═════ Dataset content

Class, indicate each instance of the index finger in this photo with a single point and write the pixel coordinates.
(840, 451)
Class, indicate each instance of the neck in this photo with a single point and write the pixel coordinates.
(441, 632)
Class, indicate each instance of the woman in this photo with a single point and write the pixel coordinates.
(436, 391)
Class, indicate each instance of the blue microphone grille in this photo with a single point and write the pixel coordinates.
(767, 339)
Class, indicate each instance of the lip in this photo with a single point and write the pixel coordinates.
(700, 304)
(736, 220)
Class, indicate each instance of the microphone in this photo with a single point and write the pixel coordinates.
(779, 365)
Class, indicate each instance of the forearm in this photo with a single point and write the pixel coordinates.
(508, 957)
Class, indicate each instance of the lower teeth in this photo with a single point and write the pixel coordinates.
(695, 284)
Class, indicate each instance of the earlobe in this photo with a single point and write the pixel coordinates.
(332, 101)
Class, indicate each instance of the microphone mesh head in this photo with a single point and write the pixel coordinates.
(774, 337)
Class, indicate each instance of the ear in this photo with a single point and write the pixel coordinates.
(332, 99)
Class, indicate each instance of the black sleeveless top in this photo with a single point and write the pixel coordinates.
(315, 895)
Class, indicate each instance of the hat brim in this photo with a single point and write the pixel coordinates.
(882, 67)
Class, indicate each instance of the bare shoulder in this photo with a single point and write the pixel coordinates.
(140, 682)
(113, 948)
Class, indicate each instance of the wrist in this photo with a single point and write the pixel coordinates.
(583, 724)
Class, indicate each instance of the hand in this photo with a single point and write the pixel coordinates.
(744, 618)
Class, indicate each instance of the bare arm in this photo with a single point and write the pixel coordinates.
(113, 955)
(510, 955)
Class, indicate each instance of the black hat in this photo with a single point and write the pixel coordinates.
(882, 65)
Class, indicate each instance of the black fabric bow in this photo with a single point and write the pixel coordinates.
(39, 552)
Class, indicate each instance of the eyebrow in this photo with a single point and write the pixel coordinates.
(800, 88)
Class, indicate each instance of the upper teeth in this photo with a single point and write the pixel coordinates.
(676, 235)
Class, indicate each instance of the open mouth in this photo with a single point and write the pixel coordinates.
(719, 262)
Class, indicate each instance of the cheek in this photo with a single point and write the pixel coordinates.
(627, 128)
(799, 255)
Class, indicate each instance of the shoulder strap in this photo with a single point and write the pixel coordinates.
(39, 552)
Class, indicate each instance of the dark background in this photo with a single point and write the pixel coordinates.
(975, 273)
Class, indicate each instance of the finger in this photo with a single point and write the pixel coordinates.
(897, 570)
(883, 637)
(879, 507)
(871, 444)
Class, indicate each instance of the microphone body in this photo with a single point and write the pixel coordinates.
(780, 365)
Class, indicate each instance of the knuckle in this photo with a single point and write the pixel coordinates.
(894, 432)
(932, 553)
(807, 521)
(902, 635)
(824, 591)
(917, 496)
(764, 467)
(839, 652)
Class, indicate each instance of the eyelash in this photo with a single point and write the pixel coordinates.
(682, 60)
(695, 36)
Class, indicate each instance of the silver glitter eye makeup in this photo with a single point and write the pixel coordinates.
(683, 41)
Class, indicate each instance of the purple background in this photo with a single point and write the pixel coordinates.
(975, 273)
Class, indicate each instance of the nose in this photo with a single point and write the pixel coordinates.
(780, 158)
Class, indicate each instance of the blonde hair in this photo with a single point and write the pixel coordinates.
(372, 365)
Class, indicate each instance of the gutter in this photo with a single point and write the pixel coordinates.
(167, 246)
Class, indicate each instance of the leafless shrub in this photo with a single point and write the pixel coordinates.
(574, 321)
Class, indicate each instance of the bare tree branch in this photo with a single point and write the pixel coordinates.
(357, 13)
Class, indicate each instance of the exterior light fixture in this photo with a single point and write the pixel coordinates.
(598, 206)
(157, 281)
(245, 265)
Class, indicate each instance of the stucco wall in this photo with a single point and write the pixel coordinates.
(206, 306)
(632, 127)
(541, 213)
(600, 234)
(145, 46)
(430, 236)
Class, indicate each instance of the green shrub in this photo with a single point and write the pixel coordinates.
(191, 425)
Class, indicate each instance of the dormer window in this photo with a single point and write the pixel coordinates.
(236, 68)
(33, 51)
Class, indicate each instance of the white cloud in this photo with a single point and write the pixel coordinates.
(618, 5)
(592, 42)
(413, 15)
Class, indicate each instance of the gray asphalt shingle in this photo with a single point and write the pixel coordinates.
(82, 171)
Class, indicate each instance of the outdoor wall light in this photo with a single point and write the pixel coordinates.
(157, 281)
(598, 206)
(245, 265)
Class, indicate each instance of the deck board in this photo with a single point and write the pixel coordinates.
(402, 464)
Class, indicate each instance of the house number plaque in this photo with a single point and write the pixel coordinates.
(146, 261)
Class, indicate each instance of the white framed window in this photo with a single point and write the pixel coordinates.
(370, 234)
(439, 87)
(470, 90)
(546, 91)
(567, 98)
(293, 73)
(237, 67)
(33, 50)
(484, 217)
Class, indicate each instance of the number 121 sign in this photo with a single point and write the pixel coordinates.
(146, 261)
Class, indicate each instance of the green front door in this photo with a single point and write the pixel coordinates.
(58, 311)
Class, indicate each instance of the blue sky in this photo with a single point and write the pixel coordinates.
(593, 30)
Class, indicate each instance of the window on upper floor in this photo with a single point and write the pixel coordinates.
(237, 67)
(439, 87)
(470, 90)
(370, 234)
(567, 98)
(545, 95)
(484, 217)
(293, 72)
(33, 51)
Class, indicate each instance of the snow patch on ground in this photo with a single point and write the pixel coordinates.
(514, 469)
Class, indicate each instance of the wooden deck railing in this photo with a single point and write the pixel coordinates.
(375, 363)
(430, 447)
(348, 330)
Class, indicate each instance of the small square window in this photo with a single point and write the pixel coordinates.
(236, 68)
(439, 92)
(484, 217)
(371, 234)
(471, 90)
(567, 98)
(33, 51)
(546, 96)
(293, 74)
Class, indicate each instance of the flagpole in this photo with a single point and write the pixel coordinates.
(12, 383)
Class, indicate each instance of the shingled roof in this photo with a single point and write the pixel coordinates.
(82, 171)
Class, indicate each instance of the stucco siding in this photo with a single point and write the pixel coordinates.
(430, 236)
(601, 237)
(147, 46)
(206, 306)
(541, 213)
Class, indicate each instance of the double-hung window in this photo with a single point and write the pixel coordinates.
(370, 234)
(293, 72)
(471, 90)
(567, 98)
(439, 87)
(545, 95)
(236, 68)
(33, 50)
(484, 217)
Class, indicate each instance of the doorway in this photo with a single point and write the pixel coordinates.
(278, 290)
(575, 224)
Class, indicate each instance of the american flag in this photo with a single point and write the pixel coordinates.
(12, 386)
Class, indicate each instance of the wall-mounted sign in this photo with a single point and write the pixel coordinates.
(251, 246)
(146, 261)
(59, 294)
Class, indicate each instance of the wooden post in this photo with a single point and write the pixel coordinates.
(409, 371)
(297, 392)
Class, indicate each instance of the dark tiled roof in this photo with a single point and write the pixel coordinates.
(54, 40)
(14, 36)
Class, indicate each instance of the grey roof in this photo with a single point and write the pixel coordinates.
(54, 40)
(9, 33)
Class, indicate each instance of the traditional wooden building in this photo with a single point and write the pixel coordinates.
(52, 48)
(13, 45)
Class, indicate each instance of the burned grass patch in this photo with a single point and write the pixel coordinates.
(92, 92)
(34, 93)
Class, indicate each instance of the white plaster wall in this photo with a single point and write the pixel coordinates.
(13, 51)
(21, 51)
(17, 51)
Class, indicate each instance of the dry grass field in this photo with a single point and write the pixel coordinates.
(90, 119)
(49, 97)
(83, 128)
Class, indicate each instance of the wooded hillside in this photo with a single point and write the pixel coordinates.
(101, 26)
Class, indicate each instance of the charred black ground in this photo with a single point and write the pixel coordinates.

══════════

## Work request:
For each record above, print an exact copy.

## Answer to the exercise:
Class, indicate each instance of the index finger in this photo with a single point and write the pixel coordinates.
(840, 451)
Class, indicate each instance of the neck in this photo with a single point and write the pixel coordinates.
(441, 632)
Class, indicate each instance of the woman in this photo with a single point and write the pixel coordinates.
(436, 391)
Class, indicate each instance of the blue microphone grille in this photo with a single point and write the pixel coordinates.
(767, 339)
Class, indicate each instance of the lip in this photo with a single point and write the pixel coordinates.
(700, 304)
(736, 220)
Class, indicate each instance of the microphone in this photo with a single point and write the pixel coordinates.
(779, 365)
Class, indicate each instance of the forearm in this photo with a single point and write the pixel coordinates.
(508, 957)
Class, indicate each instance of the lower teeth in this photo with a single point and write the pixel coordinates.
(695, 284)
Class, indicate each instance of the earlobe in this photo with a single point and write the pixel coordinates.
(332, 101)
Class, indicate each instance of the microphone mesh head in this photo with a single point and write the pixel coordinates.
(774, 337)
Class, indicate each instance of the ear in this photo with a single point and write the pixel coordinates.
(332, 99)
Class, indicate each instance of the black sleeveless top in this photo with a single point and write the pixel coordinates.
(315, 895)
Class, indicate each instance of the hat brim in this photo with a single point and write the pixel coordinates.
(882, 67)
Class, indicate each instance of the bare shoulder in this photo with a single point and write the pixel coordinates.
(140, 682)
(113, 948)
Class, indicate each instance of the wrist in this photo with a single point and write the pixel coordinates.
(583, 724)
Class, indicate each instance of the hand in this photo with a single point and write the pixel coordinates.
(744, 618)
Class, indicate each instance of the bare arm in this photo with a single point and write the pixel coordinates.
(113, 955)
(510, 955)
Class, indicate each instance of the black hat in this photo with a single point and write the pixel coordinates.
(882, 65)
Class, indicate each instance of the black fabric bow in this photo with a single point and write the pixel coordinates.
(39, 552)
Class, indicate each instance of the eyebrow in this photo with a single point and write the pixel coordinates.
(800, 88)
Class, indicate each instance of the upper teeth in this photo with a single point and write the pixel coordinates.
(676, 235)
Class, indicate each instance of the open mouth in this photo with a single point and write the pixel coordinates.
(719, 262)
Class, indicate each instance of the cheek in this photo with a single point and write the pixel coordinates.
(627, 128)
(799, 255)
Class, indicate each instance of the shoulder strap in this photo with a single point and write the pixel coordinates.
(39, 552)
Class, indicate each instance of the dark background in this photo with a single point and write the pixel coordinates.
(975, 273)
Class, indicate each instance of the finger in this photo with a single point and write the pixel coordinates.
(897, 570)
(883, 637)
(879, 507)
(871, 444)
Class, indicate each instance of the microphone body in this photo with a single point and write the pixel coordinates.
(780, 365)
Class, indicate each instance of the knuckle in this photo with a single point and write the pixel coordinates.
(894, 432)
(932, 553)
(807, 521)
(902, 635)
(824, 591)
(917, 496)
(764, 467)
(839, 652)
Class, indicate each instance of the eyelash in this photo with a single point and write the pixel coordinates.
(682, 60)
(695, 36)
Class, indicate each instance of the silver glitter eye makeup in this photo with a single point and write the pixel coordinates.
(683, 41)
Class, indicate each instance of the purple background in this photo with a single point and write the pixel coordinates.
(975, 273)
Class, indicate each instance of the nose in this photo with a single point and write the pixel coordinates.
(780, 158)
Class, indicate each instance of the blonde hair in this photo with a single point and write the pixel coordinates.
(372, 365)
Class, indicate each instance of the gutter in this photo with a single point and write the pixel coordinates.
(167, 246)
Class, indicate each instance of the leafless shrub in this photo with a single point and write the pixel coordinates.
(574, 321)
Class, indicate each instance of the bare tree branch in this photo with a single point and write the pixel coordinates.
(357, 13)
Class, indicate each instance of the exterior light fixture in this photo with a single point and write the pixel coordinates.
(598, 206)
(157, 281)
(245, 265)
Class, indicate each instance of the stucco wall in this photo with a single point and write the pixel coordinates.
(206, 306)
(632, 127)
(541, 213)
(600, 234)
(145, 46)
(430, 236)
Class, indicate each instance of the green shrub in this photo with a single point and write the pixel coordinates.
(191, 425)
Class, indicate each instance of the dormer window in this photo with a single point and write the pixel coordinates.
(236, 68)
(33, 51)
Class, indicate each instance of the white cloud in this photo with a single point and write the pixel coordinates.
(618, 5)
(592, 42)
(413, 15)
Class, indicate each instance of the gray asphalt shingle in this photo with a single point and write the pixel coordinates.
(82, 171)
Class, indicate each instance of the outdoor wall light in this photo with a single point and write the pixel coordinates.
(157, 281)
(598, 206)
(245, 265)
Class, indicate each instance of the deck board in this photo with a single point and write the pixel coordinates.
(402, 464)
Class, indicate each instance of the house number plaque in this photo with a single point and write the pixel coordinates.
(146, 261)
Class, indicate each instance of the white framed window in this photo with a single point and write the pixel coordinates.
(370, 234)
(439, 87)
(470, 90)
(546, 91)
(567, 98)
(293, 73)
(237, 67)
(33, 50)
(484, 217)
Class, indicate each instance of the number 121 sign in this photo with a single point and write the pixel coordinates.
(146, 261)
Class, indicate each instance of the green front door in this photo with a single point and write the pixel coordinates.
(58, 311)
Class, indicate each instance of the blue sky in this photo with a single point and write the pixel coordinates.
(593, 30)
Class, indicate each instance of the window on upper floor in this photo with a single point and write the pixel coordinates.
(237, 67)
(439, 87)
(470, 90)
(370, 234)
(567, 98)
(545, 95)
(484, 217)
(293, 72)
(33, 51)
Class, indicate each instance of the snow patch on ground in this photo with a single point and write the pixel coordinates.
(514, 469)
Class, indicate each instance of the wooden deck railing in this photo with a single point and write the pixel coordinates.
(375, 363)
(430, 447)
(348, 330)
Class, indicate each instance of the small square window in this photo with a single point and write the pixel coordinates.
(236, 68)
(439, 92)
(484, 217)
(371, 234)
(471, 90)
(567, 98)
(33, 51)
(546, 96)
(293, 74)
Class, indicate each instance of the flagpole in this photo with a single point and write the pixel coordinates.
(12, 383)
Class, indicate each instance of the shingled roof in this photo with a single point and write the pixel coordinates.
(82, 171)
Class, indicate each instance of the stucco siding in this photo with a single point and write the pixel coordinates.
(430, 236)
(601, 237)
(147, 46)
(206, 306)
(541, 213)
Class, indicate each instance of the double-hung window in this photo with a single point and write the pixel coordinates.
(370, 234)
(293, 72)
(471, 90)
(567, 98)
(439, 87)
(545, 95)
(236, 68)
(33, 50)
(484, 217)
Class, indicate each instance of the doorway in this photo with a single point and write the pixel coordinates.
(278, 290)
(575, 224)
Class, indicate each instance of the american flag in this photo with a single point and write the pixel coordinates.
(12, 386)
Class, indicate each instance of the wall-mounted sign in this photo with a single point and write the pixel coordinates.
(251, 246)
(146, 261)
(59, 294)
Class, indicate each instance of the wooden post in this photo with a single point and write the pixel coordinates.
(409, 371)
(297, 392)
Class, indicate each instance of the dark tiled roof in this photo with a single point and write the pixel coordinates.
(54, 40)
(14, 36)
Class, indicate each instance of the grey roof in this photo with a single point and write the pixel coordinates.
(54, 40)
(9, 33)
Class, indicate each instance of the traditional wooden building in this photo with a single point and write the pixel coordinates.
(52, 48)
(13, 45)
Class, indicate each instance of the burned grass patch in this photo with a single point and write the pixel coordinates.
(92, 92)
(34, 93)
Class, indicate each instance of the white plaster wall in this photo with a single point and write the pixel coordinates.
(13, 51)
(21, 51)
(17, 51)
Class, indicate each instance of the dry grass field in this photo with a single point and write the pixel coordinates.
(90, 119)
(49, 97)
(83, 128)
Class, indicate each instance of the wooded hillside in this photo with a single point and write the pixel coordinates.
(101, 26)
Class, indicate each instance of the charred black ground in this photo with a single point and write the pixel coordinates.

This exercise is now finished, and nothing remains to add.